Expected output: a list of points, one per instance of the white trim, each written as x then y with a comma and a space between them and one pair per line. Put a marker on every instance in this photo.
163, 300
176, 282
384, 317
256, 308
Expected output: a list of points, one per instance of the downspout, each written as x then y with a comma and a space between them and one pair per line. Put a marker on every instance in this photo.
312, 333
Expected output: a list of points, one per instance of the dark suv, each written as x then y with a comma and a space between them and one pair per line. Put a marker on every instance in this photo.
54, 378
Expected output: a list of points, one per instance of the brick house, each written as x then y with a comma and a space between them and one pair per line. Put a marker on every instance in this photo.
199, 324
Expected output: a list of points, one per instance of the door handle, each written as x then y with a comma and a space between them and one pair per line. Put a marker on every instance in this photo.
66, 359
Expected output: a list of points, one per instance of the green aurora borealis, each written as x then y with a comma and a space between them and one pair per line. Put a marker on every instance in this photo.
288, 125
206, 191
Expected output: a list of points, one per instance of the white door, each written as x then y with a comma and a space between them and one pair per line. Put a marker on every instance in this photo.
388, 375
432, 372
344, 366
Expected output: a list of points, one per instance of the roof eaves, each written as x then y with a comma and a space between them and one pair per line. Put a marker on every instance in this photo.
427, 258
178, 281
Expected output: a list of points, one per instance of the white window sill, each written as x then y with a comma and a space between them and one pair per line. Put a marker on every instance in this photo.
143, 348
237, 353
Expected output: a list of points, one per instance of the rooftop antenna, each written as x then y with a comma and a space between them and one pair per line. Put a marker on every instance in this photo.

* WHAT TO PRODUCE *
Convert all of the lines above into a JSON list of strings, one string per line, with blank lines omitted.

* ANSWER TO THIS TASK *
[
  "Expected output: a list of points, one per instance of the white trim, each written as x then y with a comma and a space between them and one pair per line. Put a marker on every instance in this photo.",
  "163, 300",
  "176, 282",
  "384, 317",
  "256, 308",
  "Expected output: a list of points, one per instance of the downspout, each written as x then y with a comma and a space between them and one pair per line. Put a marker on every instance in this photo.",
  "312, 333",
  "Expected output: a list of points, one per instance of the dark suv, each written as x then y with a comma and a space between them and one pair per line. Put a marker on every instance in this photo.",
  "54, 378",
  "Expected output: a list of points, one per instance of the brick house, each written as x then y with a comma and a space between them and one pair per line. Put a marker on every instance in this photo.",
  "199, 324",
  "Expected output: a list of points, one per instance of the door handle, each written as x then y with a comma and a space between them and one pair per line. Put a marker on every instance in this photo.",
  "66, 359",
  "Expected output: a list of points, one per instance of the green aurora borealis, each written as x then y with a comma and a space between them and one pair per line. Put a marker on every instance in this photo.",
  "288, 125",
  "206, 191",
  "Expected output: a list of points, one per instance of the white door, each written as x then y with a comma and a space between them and one pair per line. Put a marker on every instance in this photo.",
  "388, 375",
  "432, 372",
  "344, 366",
  "Expected output: a list of points, one per instance of the roof eaves, each written as x then y with a comma and a space between them and one pair per line. Put a marker on every instance in this photo.",
  "427, 258",
  "178, 281",
  "Expected output: a list of points, one per instance of the white window sill, each written as x then y with a comma and a space between them and one pair per line. Put a marker on every instance in this photo.",
  "143, 348",
  "237, 353",
  "Expected output: a list of points, one per instance of the rooftop antenna, each written as x then y with a comma and a space between them and one pair per line. Put a marker on every instance in this photo."
]